- [Do this]:
Pull out every line of the listing below that contains the string "motorcycle", copying each one in full.

(Items listed in a dataset)
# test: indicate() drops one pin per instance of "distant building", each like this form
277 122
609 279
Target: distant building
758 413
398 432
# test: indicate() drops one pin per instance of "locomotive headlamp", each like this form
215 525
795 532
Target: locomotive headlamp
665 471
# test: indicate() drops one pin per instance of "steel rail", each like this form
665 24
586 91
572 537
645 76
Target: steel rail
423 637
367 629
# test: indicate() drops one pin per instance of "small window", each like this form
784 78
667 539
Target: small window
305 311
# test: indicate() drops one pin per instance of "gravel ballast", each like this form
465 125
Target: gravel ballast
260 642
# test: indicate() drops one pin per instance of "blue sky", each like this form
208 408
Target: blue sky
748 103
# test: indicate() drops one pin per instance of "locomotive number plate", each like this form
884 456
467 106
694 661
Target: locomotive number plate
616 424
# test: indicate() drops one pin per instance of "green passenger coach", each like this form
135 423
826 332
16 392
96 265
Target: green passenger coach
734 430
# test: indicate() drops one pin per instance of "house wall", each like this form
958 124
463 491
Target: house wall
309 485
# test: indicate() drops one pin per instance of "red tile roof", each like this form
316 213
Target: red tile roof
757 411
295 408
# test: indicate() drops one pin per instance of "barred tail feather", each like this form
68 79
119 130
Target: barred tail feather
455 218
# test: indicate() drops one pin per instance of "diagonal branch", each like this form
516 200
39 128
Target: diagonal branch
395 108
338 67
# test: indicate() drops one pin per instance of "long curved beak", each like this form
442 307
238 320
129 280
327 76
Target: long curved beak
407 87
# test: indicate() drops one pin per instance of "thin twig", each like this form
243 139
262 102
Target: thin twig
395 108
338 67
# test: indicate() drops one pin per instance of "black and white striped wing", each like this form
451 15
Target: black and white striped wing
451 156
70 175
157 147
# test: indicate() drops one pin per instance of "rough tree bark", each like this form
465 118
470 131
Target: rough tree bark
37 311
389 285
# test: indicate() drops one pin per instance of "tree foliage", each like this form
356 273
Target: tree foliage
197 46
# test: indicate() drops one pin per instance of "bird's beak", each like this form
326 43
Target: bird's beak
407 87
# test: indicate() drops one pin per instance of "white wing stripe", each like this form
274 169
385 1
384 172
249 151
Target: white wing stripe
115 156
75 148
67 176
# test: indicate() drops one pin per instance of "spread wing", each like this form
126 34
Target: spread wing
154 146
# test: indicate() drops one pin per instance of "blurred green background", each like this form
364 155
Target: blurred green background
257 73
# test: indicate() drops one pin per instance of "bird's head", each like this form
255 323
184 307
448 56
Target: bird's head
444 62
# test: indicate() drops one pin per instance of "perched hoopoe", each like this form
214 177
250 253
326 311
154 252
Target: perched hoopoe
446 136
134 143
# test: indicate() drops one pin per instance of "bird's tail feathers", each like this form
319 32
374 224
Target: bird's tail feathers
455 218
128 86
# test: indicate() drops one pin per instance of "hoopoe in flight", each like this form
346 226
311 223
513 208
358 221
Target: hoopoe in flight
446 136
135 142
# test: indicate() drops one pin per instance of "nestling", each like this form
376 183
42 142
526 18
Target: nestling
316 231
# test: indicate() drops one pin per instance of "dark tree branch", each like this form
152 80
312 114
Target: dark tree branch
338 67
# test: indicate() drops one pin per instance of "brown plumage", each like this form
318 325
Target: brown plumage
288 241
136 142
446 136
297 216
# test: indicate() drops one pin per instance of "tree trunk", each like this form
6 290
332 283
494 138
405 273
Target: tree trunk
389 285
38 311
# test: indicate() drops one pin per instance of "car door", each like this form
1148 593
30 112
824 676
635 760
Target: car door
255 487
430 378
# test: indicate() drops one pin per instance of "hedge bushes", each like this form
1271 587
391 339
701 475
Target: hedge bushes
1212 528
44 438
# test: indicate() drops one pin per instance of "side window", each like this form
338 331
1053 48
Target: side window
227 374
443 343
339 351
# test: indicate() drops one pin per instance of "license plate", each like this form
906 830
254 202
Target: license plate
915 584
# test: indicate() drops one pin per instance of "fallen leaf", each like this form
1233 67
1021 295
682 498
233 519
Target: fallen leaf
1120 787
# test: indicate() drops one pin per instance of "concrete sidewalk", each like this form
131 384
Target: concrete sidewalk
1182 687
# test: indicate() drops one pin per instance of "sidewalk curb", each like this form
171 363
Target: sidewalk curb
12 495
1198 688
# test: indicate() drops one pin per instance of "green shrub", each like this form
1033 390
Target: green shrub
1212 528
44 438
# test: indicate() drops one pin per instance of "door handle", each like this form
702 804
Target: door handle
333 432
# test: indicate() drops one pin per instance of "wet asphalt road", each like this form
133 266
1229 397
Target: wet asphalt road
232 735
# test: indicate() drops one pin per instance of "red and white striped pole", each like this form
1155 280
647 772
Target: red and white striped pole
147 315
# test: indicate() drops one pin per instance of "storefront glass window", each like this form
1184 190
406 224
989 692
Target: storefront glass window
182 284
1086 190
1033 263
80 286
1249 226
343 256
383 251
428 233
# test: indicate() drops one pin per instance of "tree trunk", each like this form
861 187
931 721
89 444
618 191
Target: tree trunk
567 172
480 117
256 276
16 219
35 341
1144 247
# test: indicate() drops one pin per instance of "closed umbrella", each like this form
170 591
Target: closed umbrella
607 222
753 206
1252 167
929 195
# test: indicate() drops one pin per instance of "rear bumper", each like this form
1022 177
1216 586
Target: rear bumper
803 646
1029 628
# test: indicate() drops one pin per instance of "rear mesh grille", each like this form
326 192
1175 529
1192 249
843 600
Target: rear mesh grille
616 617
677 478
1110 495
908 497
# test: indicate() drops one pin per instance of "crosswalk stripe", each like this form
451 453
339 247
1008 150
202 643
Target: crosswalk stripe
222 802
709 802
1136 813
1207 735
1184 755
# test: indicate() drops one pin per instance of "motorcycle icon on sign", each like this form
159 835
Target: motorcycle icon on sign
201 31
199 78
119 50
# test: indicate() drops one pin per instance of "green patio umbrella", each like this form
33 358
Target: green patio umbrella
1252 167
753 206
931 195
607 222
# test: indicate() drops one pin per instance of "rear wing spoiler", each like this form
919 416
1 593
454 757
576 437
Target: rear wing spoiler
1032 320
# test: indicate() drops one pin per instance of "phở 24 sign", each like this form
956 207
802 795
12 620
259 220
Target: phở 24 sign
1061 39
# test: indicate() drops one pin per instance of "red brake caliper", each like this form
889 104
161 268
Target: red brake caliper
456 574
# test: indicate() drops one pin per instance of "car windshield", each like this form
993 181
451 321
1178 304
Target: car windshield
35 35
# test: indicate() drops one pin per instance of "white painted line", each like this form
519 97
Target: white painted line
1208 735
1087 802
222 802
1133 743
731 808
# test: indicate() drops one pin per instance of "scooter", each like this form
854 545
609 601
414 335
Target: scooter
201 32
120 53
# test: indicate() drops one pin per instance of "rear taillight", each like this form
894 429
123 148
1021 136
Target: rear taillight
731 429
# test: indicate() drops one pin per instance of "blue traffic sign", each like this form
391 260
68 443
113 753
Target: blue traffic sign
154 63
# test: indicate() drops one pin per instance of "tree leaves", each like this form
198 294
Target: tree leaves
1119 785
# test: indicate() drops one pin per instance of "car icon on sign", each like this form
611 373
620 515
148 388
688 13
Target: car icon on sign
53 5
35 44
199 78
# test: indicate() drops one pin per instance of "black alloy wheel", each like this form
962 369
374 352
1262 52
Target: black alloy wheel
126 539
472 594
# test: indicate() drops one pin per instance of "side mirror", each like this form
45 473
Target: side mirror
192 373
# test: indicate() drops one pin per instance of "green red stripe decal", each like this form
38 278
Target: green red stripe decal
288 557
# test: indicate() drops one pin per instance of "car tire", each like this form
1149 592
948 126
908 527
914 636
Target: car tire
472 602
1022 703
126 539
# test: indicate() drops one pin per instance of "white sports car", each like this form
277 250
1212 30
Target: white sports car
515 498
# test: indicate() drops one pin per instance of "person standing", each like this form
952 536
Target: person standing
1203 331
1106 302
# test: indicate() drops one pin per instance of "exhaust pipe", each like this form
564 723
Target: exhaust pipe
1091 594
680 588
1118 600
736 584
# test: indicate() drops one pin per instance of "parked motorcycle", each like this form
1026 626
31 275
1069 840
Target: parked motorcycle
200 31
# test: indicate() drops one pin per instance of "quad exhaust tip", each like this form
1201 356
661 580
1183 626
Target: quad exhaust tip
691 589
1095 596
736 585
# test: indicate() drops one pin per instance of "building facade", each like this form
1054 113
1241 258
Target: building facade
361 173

- [Response to the task]:
# test: indicate() drops one pin per instance of "motorcycle icon on sign", each like this form
Target: motorcycle icon on sign
# test: indicate() drops one pin per instance of "parked motorcycle", each like this form
Target: parked motorcycle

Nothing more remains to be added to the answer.